- Texte fourni:
Dont voici quelques échantillons retenus…


jeudi 15 mai 2014

Gordion, capitale du royaume phrygien

Pour compléter nos pérégrinations phrygiennes, il fallait bien aller voir de près ce qu’il restait de leur capitale fondée par le roi Gordias.



Le site, à proximité du village Yassihöyük, a été abondamment fouillé depuis plus d’un siècle par des archéologues allemands puis américains. Le musée expose des artefacts trouvés dans les tumuli de la nécropole phrygienne (une trentaine fouillée sur les quatre-vingts répertoriés) ainsi que dans les nombreux niveaux d’occupations des alentours depuis l'âge de bronze jusqu'à l'époque romaine.

A l’entrée du musée, ce n’est pas Midas, ni Gordias qui nous accueille mais Alexandre Le Grand! La reproduction d’un détail de la célèbre mosaïque du 2e siècle av. JC, retrouvée à Pompéi et conservée au Musée archéologique de Naples, veut vraisemblablement évoquer ici l’épisode du fameux nœud gordien inextricable tranché par le conquérant macédonien lors de son passage à Gordion, lui assurant la victoire de son entreprise : la conquête de l’Orient !

   
Les vitrines se rapportant aux Phrygiens témoignent de leurs activités artisanales de tissage, de modelage de diverses formes de céramiques aux décors variés, d’éléments architecturaux (tuiles et panneaux décorés), de fabrication d’élégants objets en métal dont les phiales, ces coupes sans pied ni anse, peu profondes avec un renflement central à la base qui serait, d’après les explications muséales, à rapprocher de la symbolique de l’omphalos grec (nombril, centre du monde), et retrouvées dans le grand tumulus avec les fibules attachant les vêtements du défunt.

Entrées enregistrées

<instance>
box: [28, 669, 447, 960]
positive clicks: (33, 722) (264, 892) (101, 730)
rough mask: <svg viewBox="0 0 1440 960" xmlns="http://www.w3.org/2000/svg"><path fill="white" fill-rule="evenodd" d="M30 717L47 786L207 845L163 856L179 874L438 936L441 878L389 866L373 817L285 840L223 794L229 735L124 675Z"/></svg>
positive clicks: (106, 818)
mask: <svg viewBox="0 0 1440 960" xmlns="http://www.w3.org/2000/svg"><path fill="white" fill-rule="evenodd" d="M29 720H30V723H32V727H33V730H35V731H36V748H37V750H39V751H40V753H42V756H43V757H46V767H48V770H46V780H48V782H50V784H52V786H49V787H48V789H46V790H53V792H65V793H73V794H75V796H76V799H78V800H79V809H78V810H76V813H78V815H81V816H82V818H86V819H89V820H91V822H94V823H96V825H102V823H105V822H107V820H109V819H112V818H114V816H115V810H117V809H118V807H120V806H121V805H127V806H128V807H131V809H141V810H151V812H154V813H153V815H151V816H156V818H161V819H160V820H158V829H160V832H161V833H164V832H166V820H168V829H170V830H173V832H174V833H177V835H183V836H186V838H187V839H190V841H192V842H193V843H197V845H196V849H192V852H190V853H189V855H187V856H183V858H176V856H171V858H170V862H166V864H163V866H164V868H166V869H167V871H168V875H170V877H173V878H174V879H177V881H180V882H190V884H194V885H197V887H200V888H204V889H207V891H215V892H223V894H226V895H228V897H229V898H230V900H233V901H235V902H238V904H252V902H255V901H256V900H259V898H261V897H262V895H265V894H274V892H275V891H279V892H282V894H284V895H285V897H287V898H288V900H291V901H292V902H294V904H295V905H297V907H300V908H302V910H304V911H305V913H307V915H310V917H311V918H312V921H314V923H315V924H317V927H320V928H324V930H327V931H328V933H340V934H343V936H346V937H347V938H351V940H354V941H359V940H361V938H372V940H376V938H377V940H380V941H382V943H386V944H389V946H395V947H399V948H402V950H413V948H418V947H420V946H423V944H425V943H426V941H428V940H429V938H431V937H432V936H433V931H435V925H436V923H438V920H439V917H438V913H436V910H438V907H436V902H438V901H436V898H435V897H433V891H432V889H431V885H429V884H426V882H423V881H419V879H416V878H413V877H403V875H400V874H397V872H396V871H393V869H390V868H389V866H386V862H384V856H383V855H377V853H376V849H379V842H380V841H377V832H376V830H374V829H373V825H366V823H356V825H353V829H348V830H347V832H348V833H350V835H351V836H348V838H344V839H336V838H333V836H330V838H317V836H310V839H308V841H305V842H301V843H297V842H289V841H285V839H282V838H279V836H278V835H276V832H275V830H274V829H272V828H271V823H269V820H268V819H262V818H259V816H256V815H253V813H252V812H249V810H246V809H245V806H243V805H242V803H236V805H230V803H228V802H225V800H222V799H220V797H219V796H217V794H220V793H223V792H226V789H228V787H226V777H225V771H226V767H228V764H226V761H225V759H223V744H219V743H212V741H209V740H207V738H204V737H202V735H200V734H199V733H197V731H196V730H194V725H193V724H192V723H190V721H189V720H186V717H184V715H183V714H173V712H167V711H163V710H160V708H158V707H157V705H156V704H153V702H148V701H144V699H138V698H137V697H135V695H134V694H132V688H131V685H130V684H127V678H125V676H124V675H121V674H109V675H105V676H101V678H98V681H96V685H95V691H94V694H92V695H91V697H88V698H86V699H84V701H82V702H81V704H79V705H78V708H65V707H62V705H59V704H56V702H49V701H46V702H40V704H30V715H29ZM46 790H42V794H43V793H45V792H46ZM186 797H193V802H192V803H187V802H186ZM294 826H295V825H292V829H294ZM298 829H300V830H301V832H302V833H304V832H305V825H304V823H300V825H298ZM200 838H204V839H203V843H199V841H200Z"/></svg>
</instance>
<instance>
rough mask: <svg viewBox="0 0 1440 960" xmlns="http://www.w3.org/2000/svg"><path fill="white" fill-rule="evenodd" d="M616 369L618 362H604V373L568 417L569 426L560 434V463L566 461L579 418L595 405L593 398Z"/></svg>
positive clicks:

- Consigne 1: Dans le texte sur Gordion, qui a fouillé le site pendant plus d'un siècle ?
- Consigne 2: Relevez tous les noms de personnages historiques cités dans le texte sur Gordion.
- Consigne 3: Recopiez le passage du texte sur Gordion qui va de « jeudi 15 mai » à « le roi Gordias. », ces deux passages compris.

- Réponse 1: Des archéologues allemands puis américains.

- Réponse 2: Gordias, Midas, Alexandre Le Grand

- Réponse 3:
jeudi 15 mai 2014

Gordion, capitale du royaume phrygien

Pour compléter nos pérégrinations phrygiennes, il fallait bien aller voir de près ce qu’il restait de leur capitale fondée par le roi Gordias.